Convert the data below into a JSON list of strings, starting at the first line of the data and ending at the line containing "[12,110,122,155]", with one string per line and no entries for blank lines.
==== Records provided ====
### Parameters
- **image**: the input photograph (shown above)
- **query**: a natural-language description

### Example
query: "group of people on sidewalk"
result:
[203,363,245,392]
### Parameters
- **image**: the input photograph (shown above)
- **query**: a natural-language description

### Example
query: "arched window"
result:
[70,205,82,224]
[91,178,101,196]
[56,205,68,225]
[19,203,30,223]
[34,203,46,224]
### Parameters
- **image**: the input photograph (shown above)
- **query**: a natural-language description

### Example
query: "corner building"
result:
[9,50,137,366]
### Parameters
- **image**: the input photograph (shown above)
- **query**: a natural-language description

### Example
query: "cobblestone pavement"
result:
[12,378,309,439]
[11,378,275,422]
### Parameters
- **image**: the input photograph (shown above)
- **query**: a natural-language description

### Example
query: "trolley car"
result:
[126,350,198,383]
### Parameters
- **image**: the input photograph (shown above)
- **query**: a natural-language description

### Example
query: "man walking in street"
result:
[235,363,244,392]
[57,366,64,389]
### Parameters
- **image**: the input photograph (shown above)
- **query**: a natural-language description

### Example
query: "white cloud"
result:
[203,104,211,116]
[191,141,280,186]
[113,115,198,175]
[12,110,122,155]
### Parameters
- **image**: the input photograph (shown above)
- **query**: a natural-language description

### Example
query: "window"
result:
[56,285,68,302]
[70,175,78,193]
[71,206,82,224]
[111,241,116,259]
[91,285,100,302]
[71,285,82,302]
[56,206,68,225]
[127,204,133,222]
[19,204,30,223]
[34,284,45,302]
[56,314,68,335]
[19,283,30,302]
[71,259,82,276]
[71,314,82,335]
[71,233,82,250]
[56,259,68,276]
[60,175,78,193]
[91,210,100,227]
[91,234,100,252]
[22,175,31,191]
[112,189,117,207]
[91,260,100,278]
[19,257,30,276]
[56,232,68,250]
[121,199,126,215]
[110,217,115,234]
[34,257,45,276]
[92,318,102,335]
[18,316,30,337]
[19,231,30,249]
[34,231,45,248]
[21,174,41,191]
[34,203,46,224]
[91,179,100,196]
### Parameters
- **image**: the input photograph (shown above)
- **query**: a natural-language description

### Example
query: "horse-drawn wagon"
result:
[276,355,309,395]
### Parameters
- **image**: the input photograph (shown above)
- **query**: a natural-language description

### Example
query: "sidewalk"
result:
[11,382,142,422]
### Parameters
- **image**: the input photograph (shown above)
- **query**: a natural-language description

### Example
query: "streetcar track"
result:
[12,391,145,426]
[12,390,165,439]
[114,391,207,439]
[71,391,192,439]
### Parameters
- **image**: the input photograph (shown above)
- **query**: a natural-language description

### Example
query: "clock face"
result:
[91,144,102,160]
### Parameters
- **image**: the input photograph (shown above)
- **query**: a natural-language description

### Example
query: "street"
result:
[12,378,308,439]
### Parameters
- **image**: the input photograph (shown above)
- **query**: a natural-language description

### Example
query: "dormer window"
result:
====
▶ [Complete answer]
[
  "### Parameters",
  "- **image**: the input photograph (shown above)",
  "- **query**: a natural-language description",
  "### Example",
  "query: \"group of people on sidewalk\"",
  "result:",
  "[203,363,245,392]",
  "### Parameters",
  "- **image**: the input photograph (shown above)",
  "- **query**: a natural-language description",
  "### Example",
  "query: \"arched window\"",
  "result:",
  "[70,205,82,224]",
  "[91,178,101,196]",
  "[56,205,68,225]",
  "[19,203,30,223]",
  "[34,203,46,224]",
  "### Parameters",
  "- **image**: the input photograph (shown above)",
  "- **query**: a natural-language description",
  "### Example",
  "query: \"corner building\"",
  "result:",
  "[9,50,137,366]",
  "### Parameters",
  "- **image**: the input photograph (shown above)",
  "- **query**: a natural-language description",
  "### Example",
  "query: \"cobblestone pavement\"",
  "result:",
  "[12,378,309,439]",
  "[11,378,275,422]",
  "### Parameters",
  "- **image**: the input photograph (shown above)",
  "- **query**: a natural-language description",
  "### Example",
  "query: \"trolley car\"",
  "result:",
  "[126,350,198,383]",
  "### Parameters",
  "- **image**: the input photograph (shown above)",
  "- **query**: a natural-language description",
  "### Example",
  "query: \"man walking in street\"",
  "result:",
  "[235,363,244,392]",
  "[57,366,64,389]",
  "### Parameters",
  "- **image**: the input photograph (shown above)",
  "- **query**: a natural-language description",
  "### Example",
  "query: \"white cloud\"",
  "result:",
  "[203,104,211,116]",
  "[191,141,280,186]",
  "[113,115,198,175]",
  "[12,110,122,155]"
]